RECORDED DATA:

= = = =

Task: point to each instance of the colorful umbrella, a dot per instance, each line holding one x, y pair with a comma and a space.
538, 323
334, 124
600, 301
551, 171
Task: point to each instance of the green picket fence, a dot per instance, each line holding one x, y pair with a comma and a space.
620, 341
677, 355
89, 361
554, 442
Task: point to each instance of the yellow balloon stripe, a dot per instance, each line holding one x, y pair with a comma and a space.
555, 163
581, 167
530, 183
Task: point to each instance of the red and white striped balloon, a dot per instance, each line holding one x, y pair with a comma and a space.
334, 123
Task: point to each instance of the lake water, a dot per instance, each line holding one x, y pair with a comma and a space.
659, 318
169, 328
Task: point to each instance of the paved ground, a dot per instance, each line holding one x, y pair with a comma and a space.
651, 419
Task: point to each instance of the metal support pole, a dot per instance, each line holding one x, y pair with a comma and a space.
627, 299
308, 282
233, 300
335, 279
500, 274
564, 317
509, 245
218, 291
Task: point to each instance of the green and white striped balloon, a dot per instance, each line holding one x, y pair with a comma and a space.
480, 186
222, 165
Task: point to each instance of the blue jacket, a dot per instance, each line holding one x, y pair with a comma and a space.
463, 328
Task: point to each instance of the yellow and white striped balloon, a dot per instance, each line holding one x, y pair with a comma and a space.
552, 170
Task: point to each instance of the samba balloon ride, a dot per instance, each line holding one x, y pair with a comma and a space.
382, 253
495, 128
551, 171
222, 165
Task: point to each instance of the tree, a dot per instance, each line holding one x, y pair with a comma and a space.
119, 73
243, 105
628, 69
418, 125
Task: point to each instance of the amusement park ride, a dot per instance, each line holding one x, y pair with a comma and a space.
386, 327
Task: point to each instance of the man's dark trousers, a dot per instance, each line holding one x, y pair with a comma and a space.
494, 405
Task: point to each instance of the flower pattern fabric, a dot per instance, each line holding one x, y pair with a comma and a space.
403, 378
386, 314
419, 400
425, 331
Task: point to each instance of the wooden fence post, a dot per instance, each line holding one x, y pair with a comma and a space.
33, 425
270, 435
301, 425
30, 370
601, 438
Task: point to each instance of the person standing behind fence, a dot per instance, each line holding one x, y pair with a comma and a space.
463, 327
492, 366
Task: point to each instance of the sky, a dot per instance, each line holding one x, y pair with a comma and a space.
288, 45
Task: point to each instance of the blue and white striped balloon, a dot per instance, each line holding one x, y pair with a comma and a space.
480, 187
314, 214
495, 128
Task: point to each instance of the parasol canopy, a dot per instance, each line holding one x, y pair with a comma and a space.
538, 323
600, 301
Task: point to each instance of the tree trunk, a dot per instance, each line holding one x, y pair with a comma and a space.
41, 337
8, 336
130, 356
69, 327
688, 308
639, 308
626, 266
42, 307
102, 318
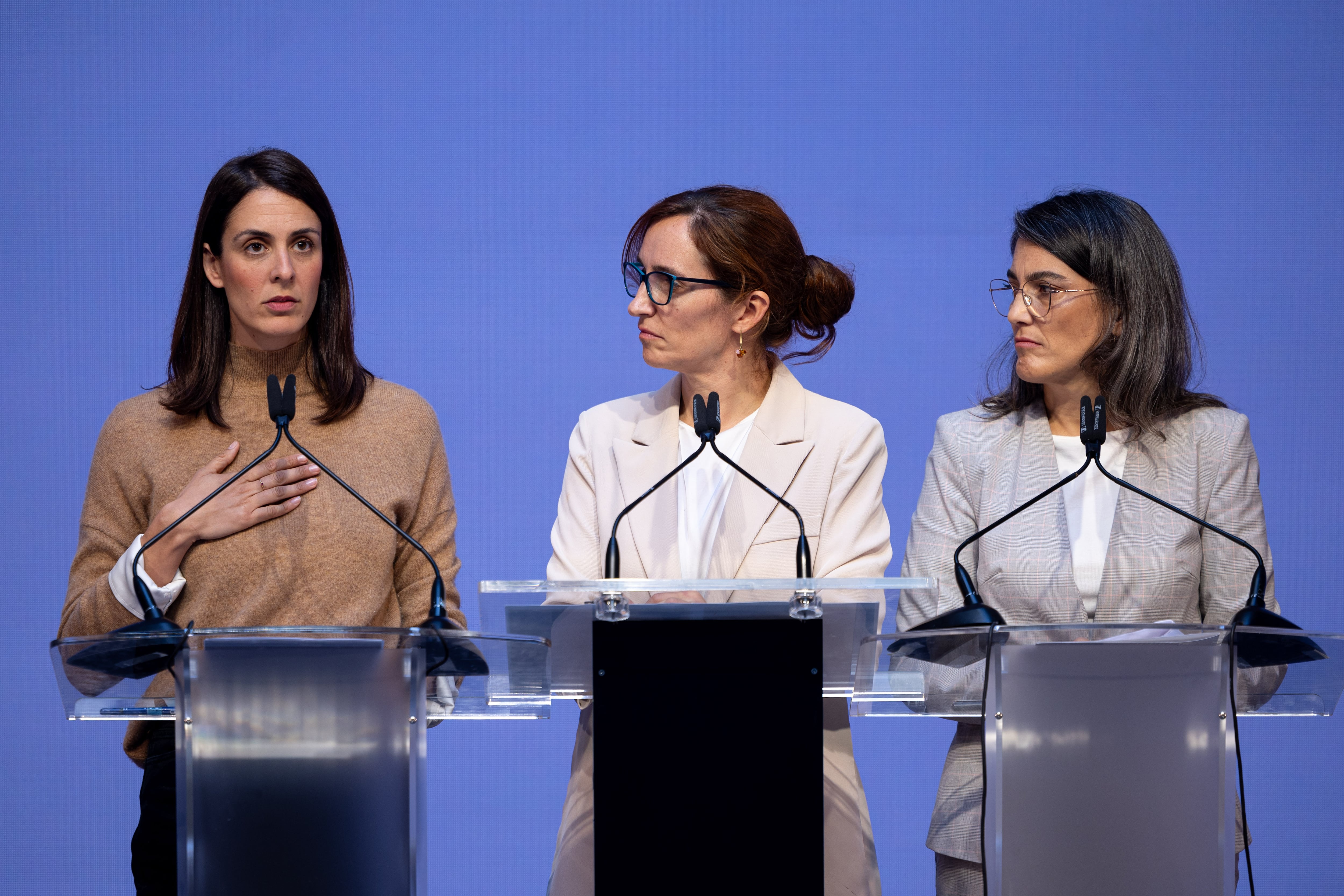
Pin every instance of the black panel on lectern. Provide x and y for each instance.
(707, 757)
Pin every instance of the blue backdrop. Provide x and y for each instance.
(486, 162)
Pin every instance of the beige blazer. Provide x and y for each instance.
(824, 457)
(1159, 566)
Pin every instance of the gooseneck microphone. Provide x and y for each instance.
(1263, 651)
(464, 662)
(975, 612)
(803, 557)
(156, 640)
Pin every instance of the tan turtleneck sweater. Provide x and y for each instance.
(330, 562)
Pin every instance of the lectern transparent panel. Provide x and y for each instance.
(943, 673)
(484, 676)
(851, 611)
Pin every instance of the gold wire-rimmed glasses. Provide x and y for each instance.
(1037, 296)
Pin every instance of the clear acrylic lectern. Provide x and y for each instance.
(302, 750)
(1111, 762)
(713, 723)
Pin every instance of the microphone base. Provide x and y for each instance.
(138, 651)
(956, 652)
(1257, 649)
(806, 605)
(451, 656)
(964, 617)
(612, 606)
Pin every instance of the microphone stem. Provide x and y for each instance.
(148, 606)
(963, 577)
(613, 555)
(437, 605)
(804, 555)
(1257, 584)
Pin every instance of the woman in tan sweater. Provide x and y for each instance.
(267, 292)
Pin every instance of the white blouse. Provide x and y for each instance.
(702, 492)
(1091, 507)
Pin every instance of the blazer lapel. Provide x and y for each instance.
(773, 453)
(642, 461)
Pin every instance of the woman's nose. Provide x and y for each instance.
(284, 266)
(640, 305)
(1018, 312)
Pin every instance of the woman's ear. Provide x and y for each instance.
(753, 311)
(212, 266)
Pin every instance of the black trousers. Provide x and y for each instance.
(154, 847)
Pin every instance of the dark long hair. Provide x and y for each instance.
(199, 355)
(1146, 370)
(748, 240)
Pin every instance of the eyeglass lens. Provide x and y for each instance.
(660, 284)
(1002, 293)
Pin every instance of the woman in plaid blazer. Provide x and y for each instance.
(1097, 308)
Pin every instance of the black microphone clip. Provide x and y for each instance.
(706, 416)
(280, 404)
(1092, 425)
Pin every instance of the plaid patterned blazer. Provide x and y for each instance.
(1159, 566)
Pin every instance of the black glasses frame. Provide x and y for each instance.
(1030, 301)
(644, 283)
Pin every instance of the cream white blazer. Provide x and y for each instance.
(824, 457)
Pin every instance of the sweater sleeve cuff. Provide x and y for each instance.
(124, 589)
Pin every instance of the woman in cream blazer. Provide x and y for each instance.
(1097, 308)
(824, 457)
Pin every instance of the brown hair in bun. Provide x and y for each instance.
(748, 240)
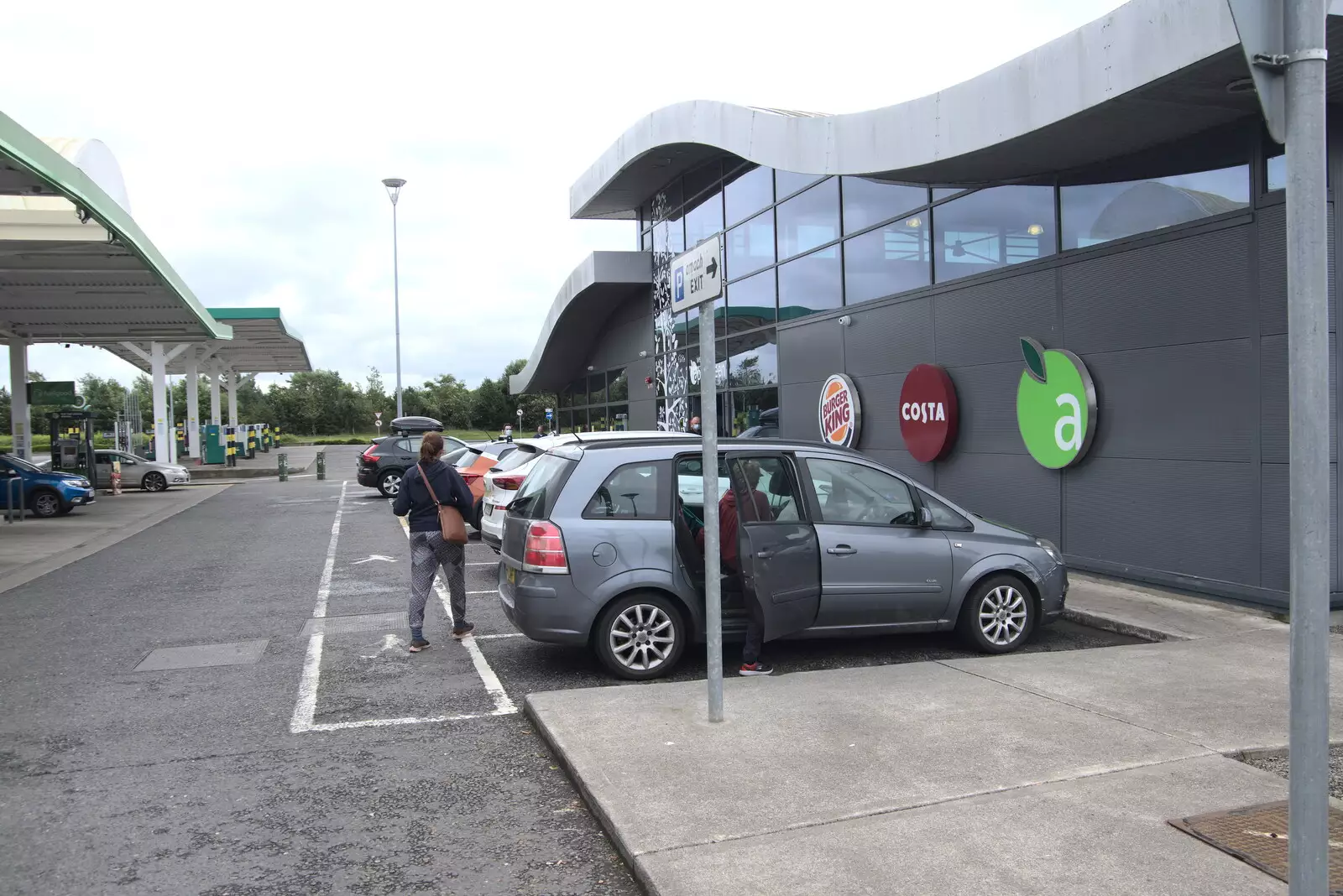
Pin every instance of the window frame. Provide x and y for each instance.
(662, 494)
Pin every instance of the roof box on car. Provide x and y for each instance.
(407, 425)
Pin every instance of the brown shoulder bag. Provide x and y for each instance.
(449, 518)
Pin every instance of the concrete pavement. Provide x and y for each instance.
(1044, 773)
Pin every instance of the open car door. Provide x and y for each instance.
(779, 550)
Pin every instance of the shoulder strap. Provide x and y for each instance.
(425, 477)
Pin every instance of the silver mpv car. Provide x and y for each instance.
(601, 549)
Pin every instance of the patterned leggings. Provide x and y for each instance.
(429, 551)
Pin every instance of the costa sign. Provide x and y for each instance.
(928, 412)
(839, 412)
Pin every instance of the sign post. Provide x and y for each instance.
(698, 280)
(1284, 43)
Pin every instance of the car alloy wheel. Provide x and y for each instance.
(642, 638)
(1002, 615)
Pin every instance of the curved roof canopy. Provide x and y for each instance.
(76, 267)
(1148, 73)
(595, 287)
(262, 342)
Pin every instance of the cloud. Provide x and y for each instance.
(254, 140)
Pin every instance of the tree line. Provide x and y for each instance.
(316, 404)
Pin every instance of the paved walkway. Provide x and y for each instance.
(1048, 773)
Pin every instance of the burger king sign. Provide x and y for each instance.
(839, 412)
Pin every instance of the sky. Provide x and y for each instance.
(253, 138)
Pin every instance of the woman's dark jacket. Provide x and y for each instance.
(414, 495)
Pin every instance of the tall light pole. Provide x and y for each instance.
(394, 190)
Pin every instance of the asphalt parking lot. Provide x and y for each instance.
(324, 758)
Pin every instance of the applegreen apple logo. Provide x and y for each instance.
(1056, 405)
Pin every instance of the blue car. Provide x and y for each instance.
(46, 494)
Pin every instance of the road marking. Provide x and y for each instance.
(306, 705)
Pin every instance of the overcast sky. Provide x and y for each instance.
(254, 136)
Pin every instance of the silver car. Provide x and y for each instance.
(138, 472)
(601, 549)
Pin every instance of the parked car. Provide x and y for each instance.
(46, 494)
(386, 461)
(138, 472)
(503, 481)
(599, 550)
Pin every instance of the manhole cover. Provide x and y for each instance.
(201, 655)
(346, 624)
(1257, 835)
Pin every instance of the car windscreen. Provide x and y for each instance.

= = = =

PROBLEM TO WORK ON: Send back exactly the lines from the line with "Pin every instance of the concrete" through the end of the records.

TASK RESULT:
Pin every instance of the concrete pavement. Provide x and y for each instance.
(1044, 773)
Pin every instance of the open car door. Provide x and y for each instance.
(779, 550)
Pin every instance of the shoulder strap. Provide x and y for each instance.
(425, 477)
Pin every instance of the silver mpv car. Provide x and y for each instance.
(601, 549)
Pin every instance of the patterned leggings. Provide x and y for each instance.
(429, 551)
Pin every instance of the costa sign. Provide x and y for each instance.
(928, 412)
(839, 412)
Pin every instance of the sign post. Provide x and y for each instance.
(698, 280)
(1284, 43)
Pin every instance of the car alloy wheel. Provide x and y for each instance.
(642, 638)
(1002, 615)
Pin every instance of the curved roof canopy. Provide x and y for each instance.
(76, 267)
(1148, 73)
(595, 287)
(262, 342)
Pin every instance of the cloud. Provide x and y for each instance.
(254, 140)
Pin every instance of the tree line. Provide x and y for each instance.
(316, 404)
Pin every instance of the paved walkway. Provide x and y for each instance.
(1048, 773)
Pin every instance of the burger king sign. Provide x and y for each instance.
(839, 412)
Pin every instance of the sky. Provide x and y for each instance.
(253, 138)
Pin every instance of the woman's dark jacket. Provide x and y for each instance.
(414, 495)
Pin every instance of the tall light pole. Provide x and y for each instance.
(394, 190)
Pin every instance of the asphalt parking lot. Provide x and y for each instance.
(324, 758)
Pin every instance of the applegreen apple logo. Provide x and y for each instance.
(1056, 405)
Pin every instance of the blue car. Provide x and y for each instance.
(46, 494)
Pin every instance of the road marking. Provide x and y for each instance.
(306, 705)
Pin every instance of the overcast sky. Provide x and y for each instance.
(254, 136)
Pin every instance of the silver car. Provide x and y for each instance.
(138, 472)
(601, 549)
Pin every instance of the parked car. Provide x and y for each instance.
(46, 494)
(386, 461)
(138, 472)
(503, 481)
(599, 550)
Pin every instance of the manhole cover. Provide x and y for each instance.
(201, 655)
(346, 624)
(1257, 835)
Pin every instance of the car windscreen. Provide x and y for each instance.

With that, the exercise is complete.